■ Problem requirements
Can you rewrite the stretch from the start of the listing through the line containing "[146,0,151,36]", with the labeling instructions included, offsetting every bounding box coordinate by -110? Leave the pictures out of your answer.

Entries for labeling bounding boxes
____

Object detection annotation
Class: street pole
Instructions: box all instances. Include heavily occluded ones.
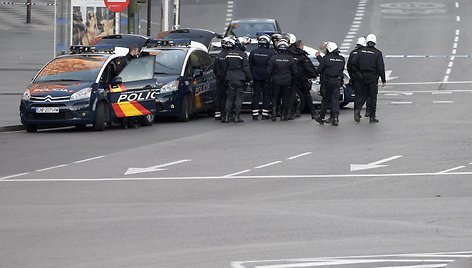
[128,0,138,34]
[26,0,31,23]
[173,0,180,30]
[146,0,151,36]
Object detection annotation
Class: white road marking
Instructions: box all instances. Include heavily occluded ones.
[255,161,282,169]
[350,155,402,171]
[74,155,105,164]
[438,166,465,174]
[4,169,472,183]
[287,152,312,160]
[222,169,251,178]
[124,159,192,175]
[231,252,472,268]
[35,164,69,172]
[0,172,30,181]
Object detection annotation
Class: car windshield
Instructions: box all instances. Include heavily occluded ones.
[35,55,108,82]
[147,49,187,75]
[226,22,277,38]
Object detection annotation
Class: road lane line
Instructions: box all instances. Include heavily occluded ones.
[255,161,282,169]
[35,164,69,172]
[438,166,465,174]
[73,155,105,164]
[287,152,312,160]
[4,172,472,183]
[222,169,251,178]
[0,172,30,181]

____

■ The response
Object detection annotation
Class: street pole
Instructions: box all instances. Include heavily occluded ones.
[18,-110,28,-76]
[-84,-110,-79,-87]
[63,-110,70,-80]
[36,-110,41,-74]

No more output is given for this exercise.